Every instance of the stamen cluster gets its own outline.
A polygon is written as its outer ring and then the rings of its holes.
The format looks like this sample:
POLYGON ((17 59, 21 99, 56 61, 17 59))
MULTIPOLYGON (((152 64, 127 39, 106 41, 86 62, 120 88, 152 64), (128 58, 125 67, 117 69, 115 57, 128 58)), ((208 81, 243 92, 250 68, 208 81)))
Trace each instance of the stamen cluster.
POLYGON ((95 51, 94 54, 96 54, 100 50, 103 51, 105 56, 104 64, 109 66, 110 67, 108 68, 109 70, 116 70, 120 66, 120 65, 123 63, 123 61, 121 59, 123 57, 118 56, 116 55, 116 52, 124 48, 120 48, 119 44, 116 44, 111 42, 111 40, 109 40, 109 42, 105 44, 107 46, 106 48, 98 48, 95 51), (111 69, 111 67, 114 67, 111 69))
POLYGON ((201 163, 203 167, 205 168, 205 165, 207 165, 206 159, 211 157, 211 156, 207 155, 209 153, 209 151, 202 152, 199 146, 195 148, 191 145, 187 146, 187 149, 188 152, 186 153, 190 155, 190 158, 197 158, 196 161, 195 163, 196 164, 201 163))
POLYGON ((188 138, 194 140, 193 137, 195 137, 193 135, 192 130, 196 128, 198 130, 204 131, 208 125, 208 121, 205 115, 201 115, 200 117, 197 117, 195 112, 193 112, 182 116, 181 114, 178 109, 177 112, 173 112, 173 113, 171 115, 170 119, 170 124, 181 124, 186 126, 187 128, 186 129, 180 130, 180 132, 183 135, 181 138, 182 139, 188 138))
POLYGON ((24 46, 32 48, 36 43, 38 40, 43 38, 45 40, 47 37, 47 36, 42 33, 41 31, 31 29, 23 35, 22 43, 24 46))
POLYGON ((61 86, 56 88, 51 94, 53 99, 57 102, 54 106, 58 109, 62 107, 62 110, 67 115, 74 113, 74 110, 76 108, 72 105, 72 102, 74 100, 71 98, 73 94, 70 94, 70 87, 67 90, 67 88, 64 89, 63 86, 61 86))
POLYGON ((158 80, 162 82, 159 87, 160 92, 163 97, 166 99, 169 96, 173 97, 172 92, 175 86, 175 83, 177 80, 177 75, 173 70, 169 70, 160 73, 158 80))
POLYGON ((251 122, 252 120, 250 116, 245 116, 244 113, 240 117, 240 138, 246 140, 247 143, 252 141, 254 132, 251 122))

▶ _EXERCISE_
Change every "stamen cluster" in the records above to "pollen cluster" and give the records again with nothing else altered.

▶ _RESPONSE BELOW_
Every instance of the pollen cluster gets its own outline.
A polygon is written as its outer ring and then the rings of its holes.
The format looks like this sample:
POLYGON ((17 59, 21 99, 56 61, 17 59))
MULTIPOLYGON (((152 64, 127 39, 106 41, 86 62, 120 88, 152 64), (128 58, 125 67, 117 69, 115 57, 128 58)), ((208 81, 243 92, 250 68, 208 81)))
Trace each instance of the pollen cluster.
POLYGON ((95 51, 94 54, 96 54, 100 50, 103 51, 105 56, 104 64, 109 66, 110 67, 108 68, 109 70, 116 70, 120 66, 120 65, 123 63, 123 61, 121 59, 123 57, 118 56, 116 55, 116 52, 124 48, 120 48, 119 44, 116 44, 111 42, 111 40, 109 40, 109 42, 105 44, 107 46, 106 48, 98 48, 95 51), (111 69, 111 67, 114 67, 111 69))
POLYGON ((201 163, 203 167, 205 168, 205 165, 207 165, 206 159, 211 157, 211 156, 207 155, 209 153, 209 151, 202 152, 199 146, 195 148, 191 145, 187 146, 187 149, 188 152, 186 153, 190 155, 190 158, 197 158, 196 161, 195 163, 196 164, 201 163))
POLYGON ((188 138, 194 140, 193 137, 195 137, 193 135, 192 130, 196 128, 198 130, 204 131, 208 125, 208 121, 205 115, 201 115, 200 117, 197 117, 195 112, 193 112, 182 116, 181 114, 178 109, 177 112, 173 112, 173 113, 171 115, 170 119, 170 124, 181 124, 186 126, 187 128, 186 129, 180 130, 180 132, 183 135, 181 138, 182 139, 188 138))
POLYGON ((24 46, 32 48, 36 43, 38 40, 43 38, 45 40, 47 37, 47 36, 42 33, 41 31, 31 29, 23 35, 22 43, 24 46))
POLYGON ((61 86, 56 88, 51 94, 53 99, 57 102, 54 106, 58 109, 62 107, 62 110, 67 115, 74 113, 74 110, 76 108, 72 105, 72 102, 74 100, 71 98, 73 94, 70 94, 70 87, 67 90, 67 88, 64 89, 63 86, 61 86))
POLYGON ((158 80, 162 82, 159 87, 160 92, 163 97, 166 99, 169 96, 173 97, 172 92, 175 86, 175 83, 177 80, 177 75, 173 70, 169 70, 160 73, 158 80))
POLYGON ((251 122, 252 120, 250 116, 245 116, 244 113, 240 117, 240 138, 246 140, 247 143, 252 141, 254 132, 251 122))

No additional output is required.